- THE PROBLEM
Convert all of the lines below into a Markdown table with the columns Row and Line, giving each line a row number and leaving out blank lines. Keep the pictures out of your answer.

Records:

=-=-=

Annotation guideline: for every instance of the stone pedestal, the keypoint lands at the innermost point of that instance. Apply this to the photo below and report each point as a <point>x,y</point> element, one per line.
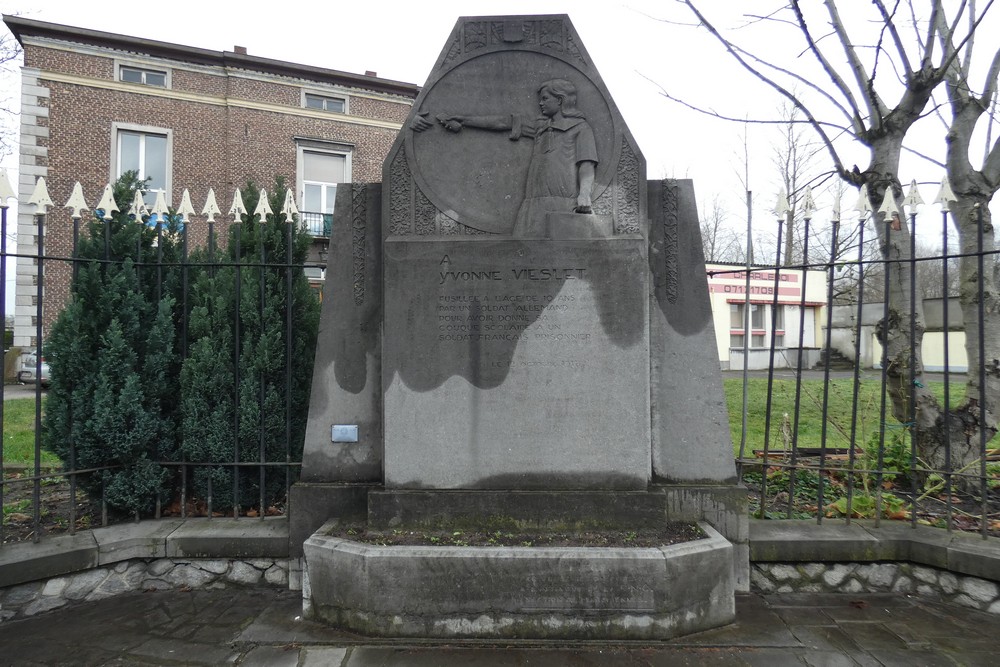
<point>516,364</point>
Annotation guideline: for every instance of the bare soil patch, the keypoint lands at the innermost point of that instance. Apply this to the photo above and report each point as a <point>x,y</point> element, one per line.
<point>670,533</point>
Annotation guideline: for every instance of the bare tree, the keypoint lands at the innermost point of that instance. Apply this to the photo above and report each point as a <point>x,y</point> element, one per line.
<point>860,66</point>
<point>10,52</point>
<point>793,158</point>
<point>721,243</point>
<point>972,105</point>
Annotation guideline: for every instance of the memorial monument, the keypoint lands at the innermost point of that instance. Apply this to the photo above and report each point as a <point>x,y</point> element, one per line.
<point>516,329</point>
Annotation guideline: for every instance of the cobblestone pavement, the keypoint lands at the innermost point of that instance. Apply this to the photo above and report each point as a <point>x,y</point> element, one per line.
<point>262,627</point>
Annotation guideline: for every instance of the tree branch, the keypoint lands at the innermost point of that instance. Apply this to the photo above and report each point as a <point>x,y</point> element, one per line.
<point>876,109</point>
<point>841,85</point>
<point>889,25</point>
<point>817,125</point>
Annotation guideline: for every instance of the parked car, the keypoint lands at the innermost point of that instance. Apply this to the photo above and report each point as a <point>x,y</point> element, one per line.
<point>29,366</point>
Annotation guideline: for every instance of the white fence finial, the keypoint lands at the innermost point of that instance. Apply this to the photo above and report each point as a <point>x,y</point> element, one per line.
<point>945,195</point>
<point>913,198</point>
<point>289,209</point>
<point>160,209</point>
<point>237,209</point>
<point>781,208</point>
<point>40,196</point>
<point>263,207</point>
<point>808,205</point>
<point>107,203</point>
<point>138,208</point>
<point>76,202</point>
<point>863,207</point>
<point>211,208</point>
<point>888,207</point>
<point>185,210</point>
<point>6,191</point>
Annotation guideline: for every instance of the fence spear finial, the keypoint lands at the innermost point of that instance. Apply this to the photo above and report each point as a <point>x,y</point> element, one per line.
<point>781,208</point>
<point>76,202</point>
<point>237,209</point>
<point>138,208</point>
<point>808,205</point>
<point>211,208</point>
<point>913,198</point>
<point>863,207</point>
<point>888,207</point>
<point>160,209</point>
<point>40,196</point>
<point>945,195</point>
<point>107,203</point>
<point>185,210</point>
<point>6,191</point>
<point>263,206</point>
<point>289,209</point>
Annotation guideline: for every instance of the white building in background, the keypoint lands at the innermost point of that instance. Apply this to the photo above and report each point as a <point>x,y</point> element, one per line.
<point>783,303</point>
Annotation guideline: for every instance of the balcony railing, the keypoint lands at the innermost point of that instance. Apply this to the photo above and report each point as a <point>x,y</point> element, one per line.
<point>317,224</point>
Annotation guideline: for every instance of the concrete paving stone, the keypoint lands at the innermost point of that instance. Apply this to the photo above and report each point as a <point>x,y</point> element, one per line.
<point>865,608</point>
<point>825,638</point>
<point>405,657</point>
<point>188,653</point>
<point>928,658</point>
<point>806,600</point>
<point>771,657</point>
<point>688,657</point>
<point>827,659</point>
<point>322,656</point>
<point>792,616</point>
<point>273,656</point>
<point>871,635</point>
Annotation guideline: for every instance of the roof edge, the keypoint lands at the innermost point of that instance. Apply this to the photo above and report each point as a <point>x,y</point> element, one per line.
<point>22,27</point>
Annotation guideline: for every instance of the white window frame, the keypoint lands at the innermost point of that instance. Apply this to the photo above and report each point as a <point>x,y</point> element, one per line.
<point>326,95</point>
<point>119,64</point>
<point>313,146</point>
<point>117,128</point>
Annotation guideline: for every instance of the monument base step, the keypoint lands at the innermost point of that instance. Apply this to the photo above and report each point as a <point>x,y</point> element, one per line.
<point>520,592</point>
<point>418,508</point>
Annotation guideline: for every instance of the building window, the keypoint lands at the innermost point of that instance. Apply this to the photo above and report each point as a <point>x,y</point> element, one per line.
<point>779,318</point>
<point>321,169</point>
<point>148,153</point>
<point>736,316</point>
<point>324,102</point>
<point>143,75</point>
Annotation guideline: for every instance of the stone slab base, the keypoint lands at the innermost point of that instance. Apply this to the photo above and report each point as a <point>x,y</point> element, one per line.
<point>520,592</point>
<point>722,506</point>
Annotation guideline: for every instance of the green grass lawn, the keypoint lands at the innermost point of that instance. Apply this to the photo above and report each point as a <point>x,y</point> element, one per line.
<point>19,433</point>
<point>841,406</point>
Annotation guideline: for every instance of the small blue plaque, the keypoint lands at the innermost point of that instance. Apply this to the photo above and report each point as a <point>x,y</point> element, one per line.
<point>344,433</point>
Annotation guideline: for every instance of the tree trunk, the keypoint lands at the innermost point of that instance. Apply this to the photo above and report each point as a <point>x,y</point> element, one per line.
<point>901,338</point>
<point>956,445</point>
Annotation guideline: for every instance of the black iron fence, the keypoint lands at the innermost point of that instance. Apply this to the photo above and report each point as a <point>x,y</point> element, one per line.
<point>906,432</point>
<point>893,438</point>
<point>239,281</point>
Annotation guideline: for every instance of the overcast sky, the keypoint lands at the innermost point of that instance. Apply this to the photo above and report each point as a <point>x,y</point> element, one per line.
<point>633,50</point>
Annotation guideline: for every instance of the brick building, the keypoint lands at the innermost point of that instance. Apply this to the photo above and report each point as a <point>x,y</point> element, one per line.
<point>96,104</point>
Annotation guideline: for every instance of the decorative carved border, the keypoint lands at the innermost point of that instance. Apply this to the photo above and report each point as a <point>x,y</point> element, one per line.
<point>669,205</point>
<point>400,185</point>
<point>359,227</point>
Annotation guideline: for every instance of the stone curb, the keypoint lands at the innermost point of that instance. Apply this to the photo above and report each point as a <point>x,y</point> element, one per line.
<point>789,541</point>
<point>164,538</point>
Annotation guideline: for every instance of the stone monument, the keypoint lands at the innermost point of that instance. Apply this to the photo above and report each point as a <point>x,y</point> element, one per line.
<point>516,327</point>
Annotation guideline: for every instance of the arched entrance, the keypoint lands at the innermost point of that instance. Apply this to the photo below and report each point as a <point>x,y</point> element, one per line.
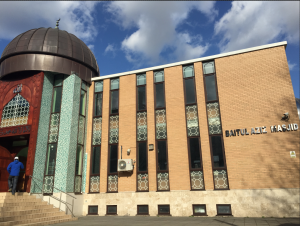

=-=-=

- RESULT FOR THIS TASK
| Row | Line |
|---|---|
| 1 | Annotation guideline: for every instance of the stone pedestal, the keypoint lands at the innermost point of that instance. Apply this to the photo below and report each point as a <point>x,y</point> element, one per line. |
| 2 | <point>516,364</point> |
| 3 | Annotation guideline: for every instance of the bare soil patch, the keypoint lands at the innermost point of that instance. Apply this to the photo above and report each point as a <point>x,y</point> element, one per line. |
| 4 | <point>670,533</point> |
| 5 | Annotation guideline: for every instance of the bare tree, the keypoint lands at the innermost point of that instance. Apply this to the photo above and report each point as a <point>x,y</point> element, one per line. |
| 6 | <point>860,66</point> |
| 7 | <point>10,52</point> |
| 8 | <point>793,158</point> |
| 9 | <point>721,243</point> |
| 10 | <point>972,105</point> |
| 11 | Annotation guideline: for every instance of the memorial monument, the keypoint lands at the innermost point of that instance. Apply this to the photo above and report each point as a <point>x,y</point> element, one per line. |
| 12 | <point>516,329</point> |
| 13 | Annotation guideline: for every instance of the cobblestone pavement, the keypoint lands at the innermost point of that instance. Apply this to the photo above and report each point as a <point>x,y</point> element, one per line. |
| 14 | <point>262,627</point> |
| 15 | Annotation guideline: for every instance of the tree branch, the keypoint lands at the innermost point of that instance. Apply this to the photo above and report each point as a <point>x,y</point> element, one per line. |
| 16 | <point>876,109</point> |
| 17 | <point>841,85</point> |
| 18 | <point>889,25</point> |
| 19 | <point>817,125</point> |
| 20 | Annotation guideline: for every instance of the parked car, the keypoint lands at the innermost point of that instance. Apply this to the photo above and report each point as a <point>x,y</point> element, one per line. |
| 21 | <point>29,366</point> |
| 22 | Annotation guideline: for every instance of the white fence finial, the keypoint lands at the innermost point of that instance. Apply this to the photo above and report each point as a <point>x,y</point> element, one per line. |
| 23 | <point>945,195</point> |
| 24 | <point>913,198</point> |
| 25 | <point>289,209</point> |
| 26 | <point>160,209</point> |
| 27 | <point>237,209</point> |
| 28 | <point>781,208</point> |
| 29 | <point>40,196</point> |
| 30 | <point>263,207</point> |
| 31 | <point>808,205</point> |
| 32 | <point>107,203</point> |
| 33 | <point>138,208</point> |
| 34 | <point>76,202</point> |
| 35 | <point>863,207</point> |
| 36 | <point>211,208</point> |
| 37 | <point>888,207</point> |
| 38 | <point>185,210</point> |
| 39 | <point>6,191</point> |
| 40 | Annotation guideline: for every instance of the fence spear finial, the keypoint lands at the innermost point of that instance. Apply this to the photo above and report each point as a <point>x,y</point> element, one per line. |
| 41 | <point>781,208</point> |
| 42 | <point>76,202</point> |
| 43 | <point>237,209</point> |
| 44 | <point>138,208</point> |
| 45 | <point>808,205</point> |
| 46 | <point>211,208</point> |
| 47 | <point>913,198</point> |
| 48 | <point>863,207</point> |
| 49 | <point>888,207</point> |
| 50 | <point>160,209</point> |
| 51 | <point>40,196</point> |
| 52 | <point>945,195</point> |
| 53 | <point>107,203</point> |
| 54 | <point>185,210</point> |
| 55 | <point>6,191</point> |
| 56 | <point>263,206</point> |
| 57 | <point>289,209</point> |
| 58 | Annotation guideline: for every instance of the white building in background, the keypoint lands at the innermost point of that instance. Apply this to the photo above and report each point as a <point>x,y</point> element, one per line. |
| 59 | <point>783,303</point> |
| 60 | Annotation guideline: for every instance of the balcony railing, the keypoint lands at the innermost point of that instance. Apply this to the photo above and report each point as a <point>x,y</point> element, one per line. |
| 61 | <point>317,224</point> |
| 62 | Annotation guideline: for every instance of the concrete paving stone, the keypoint lands at the innermost point of that instance. Apply this to the photo above and report each point as a <point>x,y</point> element, one per line. |
| 63 | <point>865,608</point> |
| 64 | <point>825,638</point> |
| 65 | <point>405,657</point> |
| 66 | <point>188,653</point> |
| 67 | <point>928,658</point> |
| 68 | <point>806,600</point> |
| 69 | <point>771,657</point> |
| 70 | <point>688,657</point> |
| 71 | <point>827,659</point> |
| 72 | <point>322,656</point> |
| 73 | <point>792,616</point> |
| 74 | <point>273,656</point> |
| 75 | <point>871,635</point> |
| 76 | Annotation guideline: for every instance of the roof edge, the keypoint lands at the innermost point of that instance. Apply this to the photo above and report each point as a <point>x,y</point> element, one per line. |
| 77 | <point>22,27</point> |
| 78 | Annotation guideline: for every instance of the white window frame, the keypoint lands at the innermost point of that instance. Apply this to the photo above and report each point as a <point>x,y</point> element, one per line. |
| 79 | <point>326,95</point> |
| 80 | <point>119,64</point> |
| 81 | <point>313,146</point> |
| 82 | <point>117,128</point> |
| 83 | Annotation guideline: for every instance of the monument base step, the keypoint lands at the innermost point of that instance. Apply this to the photo above and report each point as a <point>x,y</point> element, one per line. |
| 84 | <point>520,592</point> |
| 85 | <point>418,508</point> |
| 86 | Annotation guideline: for every instance of the building window, the keypoint lands at the innermost point of that instance. Apply this to the photo above and report each point as a <point>x,y</point> element, one per line. |
| 87 | <point>779,318</point> |
| 88 | <point>321,169</point> |
| 89 | <point>148,153</point> |
| 90 | <point>736,316</point> |
| 91 | <point>324,102</point> |
| 92 | <point>143,75</point> |
| 93 | Annotation guideline: for every instance of the stone slab base, the keypoint lands at the innermost point of that instance. Apply this to the photo above and report each point as a <point>x,y</point> element, one per line. |
| 94 | <point>520,592</point> |
| 95 | <point>722,506</point> |
| 96 | Annotation guideline: for every instance of the green grass lawn, the keypoint lands at the innermost point of that instance. Apply this to the photo above and report each point as a <point>x,y</point> element, one per line. |
| 97 | <point>19,433</point> |
| 98 | <point>841,406</point> |
| 99 | Annotation guideline: for every instance of the small blue plaque, the keypoint lands at the innermost point of that instance. Apply this to the photo above and report each point as a <point>x,y</point> element, one per line. |
| 100 | <point>344,433</point> |
| 101 | Annotation guideline: for every instance of the tree trunk, the keypoint lands at the innermost point of that instance. Apply this to the photo above and report each point as a <point>x,y</point> element, one per line. |
| 102 | <point>901,338</point> |
| 103 | <point>956,445</point> |
| 104 | Annotation guideline: for every instance of the black iron fence, the keypoint lands at the innermost point of that instance. Apply this to the photo above and report each point as a <point>x,y</point> element, one per line. |
| 105 | <point>906,432</point> |
| 106 | <point>893,438</point> |
| 107 | <point>239,281</point> |
| 108 | Annotation guideline: for every instance of the overcast sky, the keypoint lands at the innermost point of that instance. Apply this to the photo above and report each point as a <point>x,y</point> element, one per line. |
| 109 | <point>633,50</point> |
| 110 | Annotation guideline: for every instance of the brick building, the keypoint lands at the innermost point of that instance. Apply this to the photo above and report each point as a <point>x,y</point> element, one per line. |
| 111 | <point>96,104</point> |
| 112 | Annotation guideline: for every instance of the decorative carved border, the keypoint lands at the innermost point of that instance. Apply this to the photo above and report each point as a <point>x,y</point> element, one per line. |
| 113 | <point>669,205</point> |
| 114 | <point>400,185</point> |
| 115 | <point>359,227</point> |
| 116 | Annotation guideline: for every instance of the stone curb, the keypoint lands at the innermost point of that instance. Apply this to the photo above and report each point as a <point>x,y</point> element, one per line. |
| 117 | <point>789,541</point> |
| 118 | <point>164,538</point> |
| 119 | Annotation guideline: for every instance of the stone monument, the keypoint lands at the innermost point of that instance. Apply this to the photo above and report each point as a <point>x,y</point> element, one per line. |
| 120 | <point>516,327</point> |
| 121 | Annotation guideline: for every instance of the arched entrance, the keypoint lands at the innermost point of that instance. Apply this to the photo below and report each point as a <point>x,y</point> element, one per line. |